▶ _WRITTEN PROBLEM_
Reproduce the story about the lonely man who returns to the bar and grill in full, word for word.

___ EXCERPTED PASSAGE ___

He lived in a small boarding house in a little one room with a shared toilet.  It wasn't exactly the way he had envisioned his life playing out.  Now he was alone and lonely and only imagined striking up conversations with women that he would see at the diner where he ate his meals or the bar that he went to when he got off work.

The bar he went to opened at ten in the morning.  Technically it was a bar and grill set up and stayed open until three in the morning.  A few days ago after a morning of drinking at the bar then going home drunk, he had slept past the time he was to be at work.  The boss had given him a warning that his job could be in danger if he was late many more times because of drinking.  He had decided to go on the wagon once again and for what seemed to be the hundredth time, try to clean his act up.

He had stayed away from the bar for about a week having breakfast after work a the diner and avoiding the bar all together.  Then last week he was at the diner and saw one of the most beautiful women he had ever seen.  In his mind he imagined striking up a conversation with her that ended with her going back to his room to spend the day. It was a wonderful fantasy that almost seemed too real.  As the woman finished her meal and left he realized that he would  spend the rest of his life alone.  He no longer had the courage to even say hi to anyone like that.  What the hell he decided.  Not drinking was making things worse then better and so on this morning he found himself back at the bar and grill, depressed about his life and drinking gin at ten in the morning.

___ RAW DATA ___

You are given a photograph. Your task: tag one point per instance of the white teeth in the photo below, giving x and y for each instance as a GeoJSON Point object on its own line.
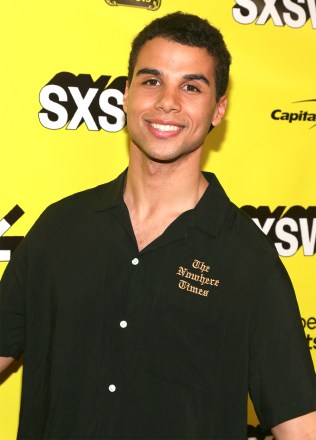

___

▶ _RESULT FOR THIS TASK_
He lived in a small boarding house in a little one room with a shared toilet.  It wasn't exactly the way he had envisioned his life playing out.  Now he was alone and lonely and only imagined striking up conversations with women that he would see at the diner where he ate his meals or the bar that he went to when he got off work.

The bar he went to opened at ten in the morning.  Technically it was a bar and grill set up and stayed open until three in the morning.  A few days ago after a morning of drinking at the bar then going home drunk, he had slept past the time he was to be at work.  The boss had given him a warning that his job could be in danger if he was late many more times because of drinking.  He had decided to go on the wagon once again and for what seemed to be the hundredth time, try to clean his act up.

He had stayed away from the bar for about a week having breakfast after work a the diner and avoiding the bar all together.  Then last week he was at the diner and saw one of the most beautiful women he had ever seen.  In his mind he imagined striking up a conversation with her that ended with her going back to his room to spend the day. It was a wonderful fantasy that almost seemed too real.  As the woman finished her meal and left he realized that he would  spend the rest of his life alone.  He no longer had the courage to even say hi to anyone like that.  What the hell he decided.  Not drinking was making things worse then better and so on this morning he found himself back at the bar and grill, depressed about his life and drinking gin at ten in the morning.